Document excerpt –

Shopping centers were among the most affected by the pandemic. The change in user consumption patterns, the growing competition, the economic uncertainty, and the constant changes in health restrictions by the authorities have generated enormous challenges for entrepreneurs in this area.
Mobility analysis: Vital data for shopping centers
The current scenario highlights the need to understand consumers to generate strategies that reduce risks and maximize income. Did you know that mobility analysis provides keys to making successful decisions for your shopping center?
Mobility analytics allow decision-makers to understand:
• Visitors’ characteristics: What is my visitor’s profile? What stores do they visit? What do they do before and after visiting my shopping center? Where do they come?
• Competition analysis: How many users visit my competitors? What kind of consumers do they have, and what is their behavior? What are their more successful stores?
• New opportunities: Do I have the right offer? What does my shopping center needs? What kind of stores work and which do not?
• The surrounding environment of the property: What kind of users pass through my shopping mall? What day and what time has more influx? What are the characteristics of the property area? Are my access roads correct?
Case study: Comparison between Artz and Antara (Shopping centers in Mexico City)
Six success keys you can find in this study:
- Property distribution compared to heat map movement.
- Volume and distribution of visitors.
- Visitors’ analysis (vs. my competition).

Image point grounding records –
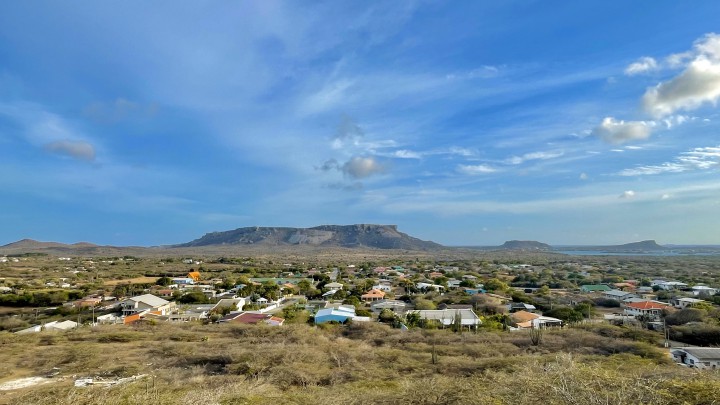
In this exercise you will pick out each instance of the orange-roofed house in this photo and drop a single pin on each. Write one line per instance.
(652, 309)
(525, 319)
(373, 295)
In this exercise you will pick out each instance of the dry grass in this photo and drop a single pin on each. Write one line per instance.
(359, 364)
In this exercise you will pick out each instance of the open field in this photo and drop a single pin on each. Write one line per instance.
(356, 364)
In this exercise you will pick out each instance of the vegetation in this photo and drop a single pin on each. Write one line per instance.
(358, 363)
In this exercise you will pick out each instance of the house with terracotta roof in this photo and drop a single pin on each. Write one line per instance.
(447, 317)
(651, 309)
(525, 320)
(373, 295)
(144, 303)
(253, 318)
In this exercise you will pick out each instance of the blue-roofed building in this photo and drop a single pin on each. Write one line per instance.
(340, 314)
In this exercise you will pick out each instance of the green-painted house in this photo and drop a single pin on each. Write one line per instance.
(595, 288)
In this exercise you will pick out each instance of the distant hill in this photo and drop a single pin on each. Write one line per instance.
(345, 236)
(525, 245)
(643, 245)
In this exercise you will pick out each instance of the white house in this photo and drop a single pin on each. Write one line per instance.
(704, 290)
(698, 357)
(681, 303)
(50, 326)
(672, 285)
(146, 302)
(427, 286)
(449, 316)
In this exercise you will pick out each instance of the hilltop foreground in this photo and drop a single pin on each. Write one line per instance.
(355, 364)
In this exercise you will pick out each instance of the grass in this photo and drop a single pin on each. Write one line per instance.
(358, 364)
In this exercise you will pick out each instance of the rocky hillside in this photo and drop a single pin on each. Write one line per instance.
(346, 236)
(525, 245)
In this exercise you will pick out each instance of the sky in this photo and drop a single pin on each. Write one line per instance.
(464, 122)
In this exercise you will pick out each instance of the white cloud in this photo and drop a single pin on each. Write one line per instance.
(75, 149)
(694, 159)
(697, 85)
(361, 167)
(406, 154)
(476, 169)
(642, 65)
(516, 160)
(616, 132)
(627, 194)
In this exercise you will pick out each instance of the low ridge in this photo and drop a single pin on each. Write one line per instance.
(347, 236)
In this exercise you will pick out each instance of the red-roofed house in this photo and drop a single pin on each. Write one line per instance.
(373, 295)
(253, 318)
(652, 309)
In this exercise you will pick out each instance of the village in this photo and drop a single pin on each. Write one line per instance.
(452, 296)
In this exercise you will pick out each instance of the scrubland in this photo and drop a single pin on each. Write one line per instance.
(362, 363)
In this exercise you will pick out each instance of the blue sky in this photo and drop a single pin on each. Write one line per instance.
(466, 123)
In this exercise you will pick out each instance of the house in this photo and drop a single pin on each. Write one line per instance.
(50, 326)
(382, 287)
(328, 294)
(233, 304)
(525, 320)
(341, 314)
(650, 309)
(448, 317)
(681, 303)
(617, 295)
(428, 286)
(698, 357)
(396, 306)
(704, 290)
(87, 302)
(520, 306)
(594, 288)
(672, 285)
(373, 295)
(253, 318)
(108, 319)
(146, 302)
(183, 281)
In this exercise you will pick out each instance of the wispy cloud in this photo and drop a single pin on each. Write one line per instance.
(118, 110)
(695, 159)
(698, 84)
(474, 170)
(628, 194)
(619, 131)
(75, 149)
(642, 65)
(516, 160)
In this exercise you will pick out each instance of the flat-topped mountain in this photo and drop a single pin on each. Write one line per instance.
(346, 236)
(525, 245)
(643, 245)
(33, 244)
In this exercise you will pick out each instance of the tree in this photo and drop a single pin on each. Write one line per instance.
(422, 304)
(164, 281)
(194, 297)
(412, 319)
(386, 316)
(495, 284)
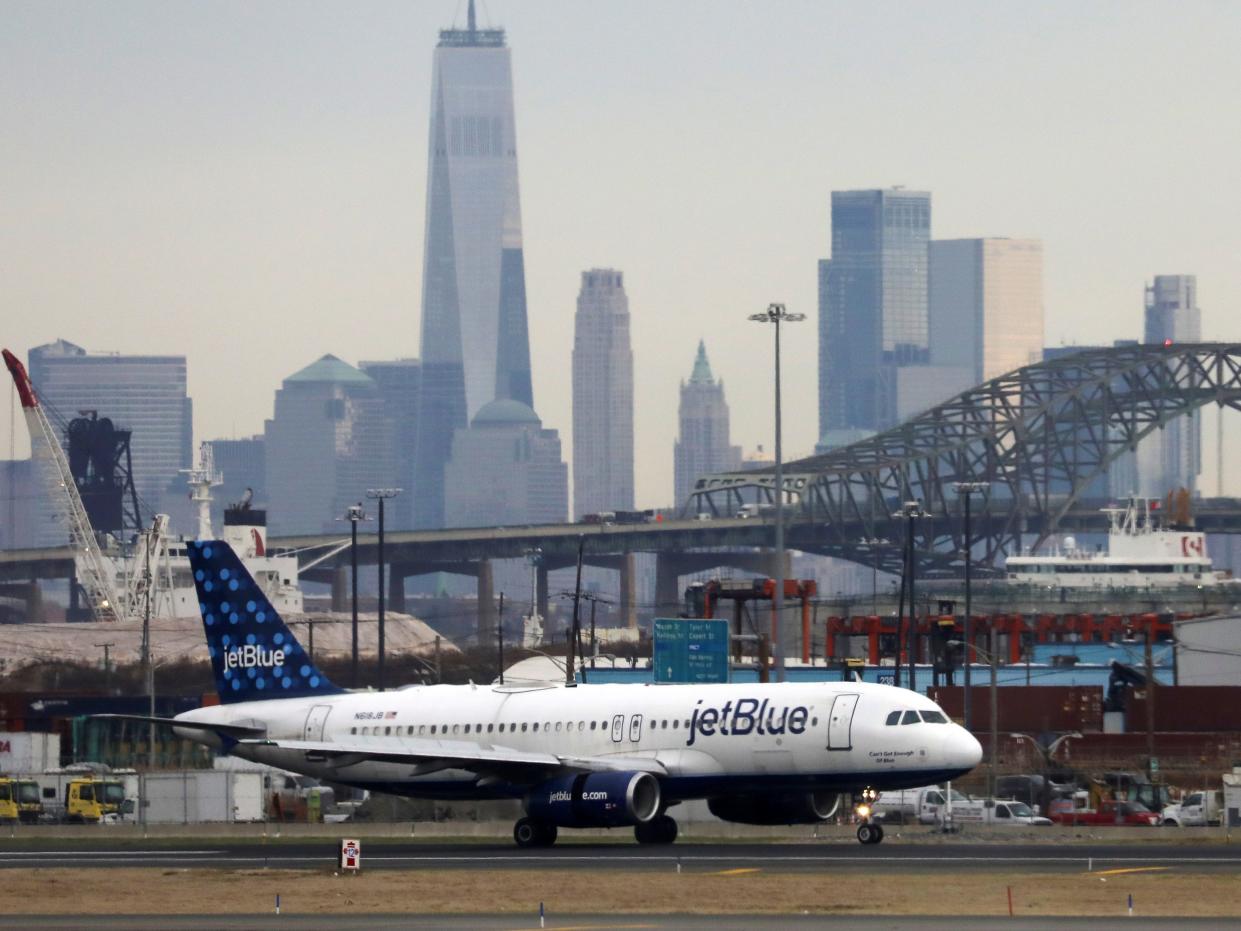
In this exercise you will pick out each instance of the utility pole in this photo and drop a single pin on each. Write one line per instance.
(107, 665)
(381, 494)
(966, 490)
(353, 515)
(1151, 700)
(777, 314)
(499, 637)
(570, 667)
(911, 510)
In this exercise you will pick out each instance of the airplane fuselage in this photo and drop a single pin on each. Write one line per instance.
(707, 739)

Task requirements –
**A.** Please explain, in one to three sentences, why the shopping center text says entrepreneurs in this area have faced enormous challenges.
**B.** Rewrite everything in the shopping center text from "Mobility analytics allow" down to "in Mexico City)", changing "decision-makers" to "mall managers".
**C.** In the shopping center text, which two shopping centers does the case study compare?
These records have no connection to the shopping center text.

Answers to each task –
**A.** The change in user consumption patterns, growing competition, economic uncertainty, and constant changes in health restrictions by the authorities have created enormous challenges for them.

**B.**
Mobility analytics allow mall managers to understand:
• Visitors’ characteristics: What is my visitor’s profile? What stores do they visit? What do they do before and after visiting my shopping center? Where do they come?
• Competition analysis: How many users visit my competitors? What kind of consumers do they have, and what is their behavior? What are their more successful stores?
• New opportunities: Do I have the right offer? What does my shopping center needs? What kind of stores work and which do not?
• The surrounding environment of the property: What kind of users pass through my shopping mall? What day and what time has more influx? What are the characteristics of the property area? Are my access roads correct?
Case study: Comparison between Artz and Antara (Shopping centers in Mexico City)

**C.** Artz and Antara, shopping centers in Mexico City.